● TASK TO COMPLETE
Transcribe every line, keeping it exact.

-- Start of INPUT FOR THIS TASK --

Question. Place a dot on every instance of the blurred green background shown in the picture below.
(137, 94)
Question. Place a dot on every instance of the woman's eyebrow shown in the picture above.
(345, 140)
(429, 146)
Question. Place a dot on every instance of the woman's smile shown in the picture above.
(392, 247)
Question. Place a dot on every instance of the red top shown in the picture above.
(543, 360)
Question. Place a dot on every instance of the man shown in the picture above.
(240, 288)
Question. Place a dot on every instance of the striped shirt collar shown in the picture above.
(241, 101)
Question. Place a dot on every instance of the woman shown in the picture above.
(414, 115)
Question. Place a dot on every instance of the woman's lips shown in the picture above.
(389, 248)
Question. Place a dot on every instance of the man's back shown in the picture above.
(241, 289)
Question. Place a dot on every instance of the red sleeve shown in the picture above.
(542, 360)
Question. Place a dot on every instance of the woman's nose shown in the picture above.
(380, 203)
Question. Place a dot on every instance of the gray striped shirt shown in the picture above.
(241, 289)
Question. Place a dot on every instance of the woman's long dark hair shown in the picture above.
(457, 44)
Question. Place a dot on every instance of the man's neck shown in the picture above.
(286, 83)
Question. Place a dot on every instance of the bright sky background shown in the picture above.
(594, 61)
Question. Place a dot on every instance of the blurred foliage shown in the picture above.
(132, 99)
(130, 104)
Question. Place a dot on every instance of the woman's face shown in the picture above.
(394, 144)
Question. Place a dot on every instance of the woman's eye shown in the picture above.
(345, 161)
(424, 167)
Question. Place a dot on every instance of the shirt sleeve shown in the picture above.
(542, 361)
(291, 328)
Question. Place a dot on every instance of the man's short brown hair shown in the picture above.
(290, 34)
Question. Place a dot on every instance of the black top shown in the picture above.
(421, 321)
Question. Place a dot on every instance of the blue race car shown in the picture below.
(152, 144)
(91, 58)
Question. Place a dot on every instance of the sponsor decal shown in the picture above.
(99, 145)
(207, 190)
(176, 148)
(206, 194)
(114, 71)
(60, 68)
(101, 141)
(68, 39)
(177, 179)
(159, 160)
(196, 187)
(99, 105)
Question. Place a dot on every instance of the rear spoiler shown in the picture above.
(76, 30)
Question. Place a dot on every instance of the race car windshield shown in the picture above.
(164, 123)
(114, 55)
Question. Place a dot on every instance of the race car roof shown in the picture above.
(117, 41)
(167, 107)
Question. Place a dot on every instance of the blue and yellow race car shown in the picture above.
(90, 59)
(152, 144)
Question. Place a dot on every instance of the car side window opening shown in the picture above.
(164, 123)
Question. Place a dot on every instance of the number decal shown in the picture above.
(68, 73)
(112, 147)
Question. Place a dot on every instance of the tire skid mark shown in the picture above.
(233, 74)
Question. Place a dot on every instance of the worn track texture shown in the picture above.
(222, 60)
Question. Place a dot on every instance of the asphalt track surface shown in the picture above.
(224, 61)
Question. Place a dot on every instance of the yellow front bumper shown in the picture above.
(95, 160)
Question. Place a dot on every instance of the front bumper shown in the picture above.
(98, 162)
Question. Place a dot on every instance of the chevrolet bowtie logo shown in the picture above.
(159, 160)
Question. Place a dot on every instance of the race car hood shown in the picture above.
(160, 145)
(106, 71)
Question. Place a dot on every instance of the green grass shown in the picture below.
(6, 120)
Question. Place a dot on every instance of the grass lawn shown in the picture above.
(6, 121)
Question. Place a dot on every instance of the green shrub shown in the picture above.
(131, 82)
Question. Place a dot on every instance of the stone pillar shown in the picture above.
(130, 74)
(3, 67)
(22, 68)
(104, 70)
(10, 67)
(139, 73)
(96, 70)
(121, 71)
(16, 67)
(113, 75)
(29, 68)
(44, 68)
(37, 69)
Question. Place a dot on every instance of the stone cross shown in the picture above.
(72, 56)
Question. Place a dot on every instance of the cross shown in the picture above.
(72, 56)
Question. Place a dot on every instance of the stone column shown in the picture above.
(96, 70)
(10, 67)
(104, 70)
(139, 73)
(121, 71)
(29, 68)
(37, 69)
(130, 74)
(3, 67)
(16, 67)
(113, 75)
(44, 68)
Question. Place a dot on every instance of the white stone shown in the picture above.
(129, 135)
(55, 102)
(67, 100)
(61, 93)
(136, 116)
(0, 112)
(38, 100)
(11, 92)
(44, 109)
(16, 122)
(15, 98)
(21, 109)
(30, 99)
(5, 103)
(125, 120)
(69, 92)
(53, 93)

-- End of INPUT FOR THIS TASK --

● RESPONSE FOR THIS EXERCISE
Question. Place a dot on every instance of the blurred green background shown in the picture below.
(137, 94)
Question. Place a dot on every instance of the woman's eyebrow shown in the picture above.
(345, 140)
(429, 146)
Question. Place a dot on every instance of the woman's smile shown in the picture above.
(392, 247)
Question. Place a dot on every instance of the red top shown in the picture above.
(543, 360)
Question. Place a dot on every instance of the man shown in the picture above.
(240, 288)
Question. Place a dot on every instance of the striped shirt collar shown in the picture above.
(241, 101)
Question. Place a dot on every instance of the woman shown in the picture above.
(414, 115)
Question. Place a dot on every instance of the woman's lips shown in the picture above.
(389, 248)
Question. Place a dot on every instance of the man's back shown in the picture above.
(241, 289)
Question. Place a dot on every instance of the red sleeve shown in the picture above.
(542, 360)
Question. Place a dot on every instance of the woman's nose shown in the picture above.
(380, 203)
Question. Place a dot on every instance of the gray striped shirt shown in the picture above.
(241, 289)
Question. Place a dot on every instance of the woman's long dark hair shown in the picture above.
(457, 44)
Question. Place a dot on every instance of the man's neck shown in the picture above.
(286, 83)
Question. Place a dot on every instance of the bright sky background shown in the picture above.
(594, 61)
Question. Place a dot on every instance of the blurred foliage shown in the picture above.
(132, 99)
(130, 104)
Question. Place a dot on every instance of the woman's face shown in the picture above.
(394, 144)
Question. Place a dot on every instance of the woman's eye shown in the picture above.
(345, 161)
(424, 167)
Question. Place a dot on every instance of the shirt sleeve shown in the picture above.
(542, 361)
(291, 328)
Question. Place a dot on every instance of the man's short brown hair shown in the picture above.
(290, 34)
Question. Place a dot on every instance of the black top shown in the picture above.
(421, 321)
Question. Place a dot on every instance of the blue race car shown in the picture below.
(152, 144)
(91, 58)
Question. Place a dot on every instance of the sponsor decal shown in the picture above.
(99, 145)
(207, 190)
(176, 148)
(206, 194)
(114, 71)
(60, 68)
(101, 141)
(68, 39)
(177, 179)
(159, 160)
(196, 187)
(99, 105)
Question. Place a dot on every instance of the rear spoiler shown in the picture above.
(76, 30)
Question. Place a dot on every instance of the race car windshield shown in the picture above.
(164, 123)
(114, 55)
Question. Place a dot on every instance of the race car roof shown in the picture above.
(117, 41)
(167, 107)
Question. Place a dot on every instance of the blue and yellow race car shown in the picture above.
(90, 59)
(152, 144)
Question. Place a dot on every instance of the car side window opening shown in the picture above.
(164, 123)
Question. Place a dot on every instance of the number decal shown in the picture above.
(68, 73)
(112, 147)
Question. Place a dot on every instance of the tire skid mark shown in the picture above.
(233, 74)
Question. Place a dot on every instance of the worn track texture shown in the picture above.
(222, 60)
Question. Place a dot on every instance of the asphalt track surface shown in the picture above.
(224, 61)
Question. Place a dot on every instance of the yellow front bumper shown in the picture above.
(95, 160)
Question. Place a dot on every instance of the front bumper shown in the picture above.
(98, 162)
Question. Place a dot on every instance of the chevrolet bowtie logo shown in the picture above.
(159, 160)
Question. Place a dot on every instance of the race car hood shown in the picture above.
(160, 145)
(106, 71)
Question. Place a dot on every instance of the green grass shown in the picture below.
(6, 120)
Question. Place a dot on every instance of the grass lawn shown in the picture above.
(6, 121)
Question. Place a dot on every instance of the green shrub shown in the picture above.
(131, 82)
Question. Place a dot on every instance of the stone pillar shown in the picture above.
(130, 74)
(3, 67)
(22, 68)
(104, 70)
(10, 67)
(139, 73)
(96, 70)
(121, 71)
(16, 67)
(113, 75)
(29, 68)
(44, 68)
(37, 69)
Question. Place a dot on every instance of the stone cross shown in the picture above.
(72, 56)
Question. Place a dot on every instance of the cross shown in the picture above.
(72, 56)
Question. Place a dot on every instance of the stone column shown in the picture above.
(96, 70)
(10, 67)
(104, 70)
(139, 73)
(121, 71)
(29, 68)
(37, 69)
(130, 74)
(3, 67)
(16, 67)
(113, 75)
(44, 68)
Question. Place a dot on every instance of the white stone shown in the picture above.
(129, 135)
(55, 102)
(67, 100)
(61, 93)
(136, 116)
(0, 112)
(38, 100)
(11, 92)
(44, 109)
(16, 122)
(15, 98)
(21, 109)
(30, 99)
(5, 103)
(125, 120)
(69, 92)
(53, 93)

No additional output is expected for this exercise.